# Exercise task:
Retype every item below line for line without changing anything, and leave the pictures out.

# Exercise data:
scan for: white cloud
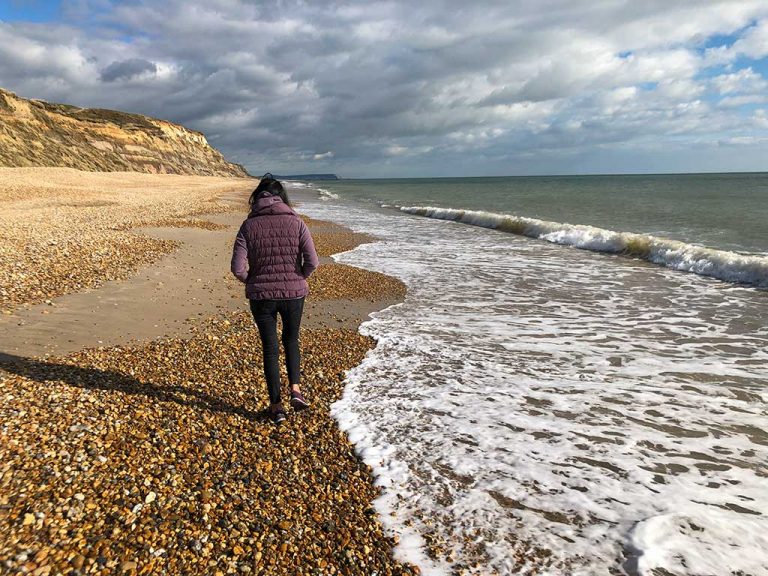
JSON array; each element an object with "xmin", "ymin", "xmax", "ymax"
[
  {"xmin": 712, "ymin": 68, "xmax": 768, "ymax": 94},
  {"xmin": 0, "ymin": 0, "xmax": 768, "ymax": 175}
]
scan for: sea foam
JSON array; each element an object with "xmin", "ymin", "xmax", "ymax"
[{"xmin": 400, "ymin": 206, "xmax": 768, "ymax": 288}]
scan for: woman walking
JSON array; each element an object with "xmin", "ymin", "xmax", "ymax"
[{"xmin": 232, "ymin": 173, "xmax": 318, "ymax": 424}]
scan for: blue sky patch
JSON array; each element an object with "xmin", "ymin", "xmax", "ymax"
[{"xmin": 0, "ymin": 0, "xmax": 61, "ymax": 22}]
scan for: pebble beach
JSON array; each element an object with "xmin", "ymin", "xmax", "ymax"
[{"xmin": 0, "ymin": 169, "xmax": 418, "ymax": 575}]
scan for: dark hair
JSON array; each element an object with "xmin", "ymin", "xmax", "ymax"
[{"xmin": 248, "ymin": 172, "xmax": 291, "ymax": 206}]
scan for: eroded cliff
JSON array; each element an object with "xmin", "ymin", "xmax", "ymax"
[{"xmin": 0, "ymin": 89, "xmax": 248, "ymax": 177}]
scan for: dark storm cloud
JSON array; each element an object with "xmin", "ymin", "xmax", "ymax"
[
  {"xmin": 101, "ymin": 58, "xmax": 157, "ymax": 82},
  {"xmin": 0, "ymin": 0, "xmax": 768, "ymax": 175}
]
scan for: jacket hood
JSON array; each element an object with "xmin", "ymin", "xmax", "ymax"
[{"xmin": 248, "ymin": 196, "xmax": 296, "ymax": 218}]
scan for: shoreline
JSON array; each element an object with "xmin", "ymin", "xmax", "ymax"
[{"xmin": 0, "ymin": 171, "xmax": 418, "ymax": 574}]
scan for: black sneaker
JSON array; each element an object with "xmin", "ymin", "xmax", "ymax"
[
  {"xmin": 291, "ymin": 392, "xmax": 309, "ymax": 412},
  {"xmin": 269, "ymin": 408, "xmax": 285, "ymax": 424}
]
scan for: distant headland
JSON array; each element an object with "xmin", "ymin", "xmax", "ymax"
[{"xmin": 275, "ymin": 174, "xmax": 341, "ymax": 180}]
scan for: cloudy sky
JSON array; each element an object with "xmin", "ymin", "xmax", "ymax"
[{"xmin": 0, "ymin": 0, "xmax": 768, "ymax": 177}]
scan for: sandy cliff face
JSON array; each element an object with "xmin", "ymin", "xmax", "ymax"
[{"xmin": 0, "ymin": 89, "xmax": 248, "ymax": 177}]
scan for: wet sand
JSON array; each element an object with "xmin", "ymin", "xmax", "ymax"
[
  {"xmin": 0, "ymin": 170, "xmax": 417, "ymax": 575},
  {"xmin": 0, "ymin": 174, "xmax": 398, "ymax": 356}
]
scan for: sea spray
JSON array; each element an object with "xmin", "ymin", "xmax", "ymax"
[{"xmin": 400, "ymin": 206, "xmax": 768, "ymax": 288}]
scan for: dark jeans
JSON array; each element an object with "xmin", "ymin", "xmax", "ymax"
[{"xmin": 250, "ymin": 298, "xmax": 304, "ymax": 404}]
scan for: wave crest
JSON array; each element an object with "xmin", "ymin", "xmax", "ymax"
[{"xmin": 400, "ymin": 206, "xmax": 768, "ymax": 288}]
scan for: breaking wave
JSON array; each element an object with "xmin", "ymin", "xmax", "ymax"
[{"xmin": 400, "ymin": 206, "xmax": 768, "ymax": 288}]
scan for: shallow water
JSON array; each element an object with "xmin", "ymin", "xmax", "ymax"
[{"xmin": 302, "ymin": 191, "xmax": 768, "ymax": 575}]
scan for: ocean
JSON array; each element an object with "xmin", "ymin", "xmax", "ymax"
[{"xmin": 290, "ymin": 174, "xmax": 768, "ymax": 576}]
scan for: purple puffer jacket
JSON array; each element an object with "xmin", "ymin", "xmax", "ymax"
[{"xmin": 232, "ymin": 196, "xmax": 318, "ymax": 300}]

# Result below:
scan for: white cloud
JSON array; each element an object with "xmin", "ymin", "xmax", "ymax"
[
  {"xmin": 712, "ymin": 68, "xmax": 768, "ymax": 94},
  {"xmin": 0, "ymin": 0, "xmax": 768, "ymax": 175}
]
scan for: sea foam
JSON array; each element an object with "xmin", "ymin", "xmax", "ymax"
[{"xmin": 400, "ymin": 206, "xmax": 768, "ymax": 288}]
scan for: woman walking
JSON array; each element an object with "xmin", "ymin", "xmax", "ymax"
[{"xmin": 232, "ymin": 173, "xmax": 318, "ymax": 424}]
scan for: blue sky patch
JSON array; each element an object with "xmin", "ymin", "xmax", "ymax"
[{"xmin": 0, "ymin": 0, "xmax": 61, "ymax": 22}]
scan for: pebble beach
JSON array; each element an object with "xmin", "ymin", "xmax", "ymax"
[{"xmin": 0, "ymin": 169, "xmax": 418, "ymax": 575}]
scan for: dark hair
JSON array; each element an object with "xmin", "ymin", "xmax", "ymax"
[{"xmin": 248, "ymin": 172, "xmax": 291, "ymax": 206}]
scan for: eroded cliff
JSON array; each element an object with "xmin", "ymin", "xmax", "ymax"
[{"xmin": 0, "ymin": 89, "xmax": 248, "ymax": 177}]
scan for: dark storm cloud
JSON array; each element an object with "xmin", "ymin", "xmax", "ymax"
[
  {"xmin": 101, "ymin": 58, "xmax": 157, "ymax": 82},
  {"xmin": 0, "ymin": 0, "xmax": 768, "ymax": 175}
]
scan for: jacket hood
JSON array; each element an object with "xmin", "ymin", "xmax", "ymax"
[{"xmin": 248, "ymin": 196, "xmax": 296, "ymax": 218}]
scan for: shoreline
JSON array; each element an object with "xmin", "ymin", "xmax", "ymax"
[{"xmin": 0, "ymin": 171, "xmax": 418, "ymax": 574}]
scan for: black sneaker
JSON array; each element an object with "xmin", "ymin", "xmax", "ymax"
[
  {"xmin": 291, "ymin": 392, "xmax": 309, "ymax": 412},
  {"xmin": 269, "ymin": 408, "xmax": 285, "ymax": 424}
]
scan for: distant headland
JSON array; each element an object with "xmin", "ymin", "xmax", "ymax"
[{"xmin": 275, "ymin": 174, "xmax": 341, "ymax": 180}]
scan for: cloudy sky
JSON array; each element an object with "xmin", "ymin", "xmax", "ymax"
[{"xmin": 0, "ymin": 0, "xmax": 768, "ymax": 177}]
scan for: sandy cliff face
JSON array; each element an object with "xmin", "ymin", "xmax", "ymax"
[{"xmin": 0, "ymin": 89, "xmax": 248, "ymax": 177}]
scan for: wet sand
JSON array; each element an object with "xmin", "ymin", "xmax", "ymax"
[
  {"xmin": 0, "ymin": 170, "xmax": 417, "ymax": 575},
  {"xmin": 0, "ymin": 174, "xmax": 398, "ymax": 356}
]
scan for: sea spray
JSON array; each element an object with "xmin", "ymin", "xmax", "ymax"
[{"xmin": 400, "ymin": 206, "xmax": 768, "ymax": 288}]
scan for: dark jeans
JSON array; each element an object with "xmin", "ymin", "xmax", "ymax"
[{"xmin": 250, "ymin": 298, "xmax": 304, "ymax": 404}]
scan for: wave crest
JSON array; each element an object with "xmin", "ymin", "xmax", "ymax"
[{"xmin": 400, "ymin": 206, "xmax": 768, "ymax": 288}]
scan for: breaking wave
JSON array; each element an object with "xmin", "ymin", "xmax", "ymax"
[{"xmin": 400, "ymin": 206, "xmax": 768, "ymax": 288}]
scan for: shallow water
JSON array; each element an object with "xmin", "ymin", "xmax", "ymax"
[{"xmin": 302, "ymin": 191, "xmax": 768, "ymax": 575}]
scan for: ocean
JSON array; each element an object with "xmin", "ymin", "xmax", "ymax"
[{"xmin": 290, "ymin": 174, "xmax": 768, "ymax": 576}]
scan for: purple puffer jacket
JSON array; each element an object with "xmin", "ymin", "xmax", "ymax"
[{"xmin": 232, "ymin": 196, "xmax": 318, "ymax": 300}]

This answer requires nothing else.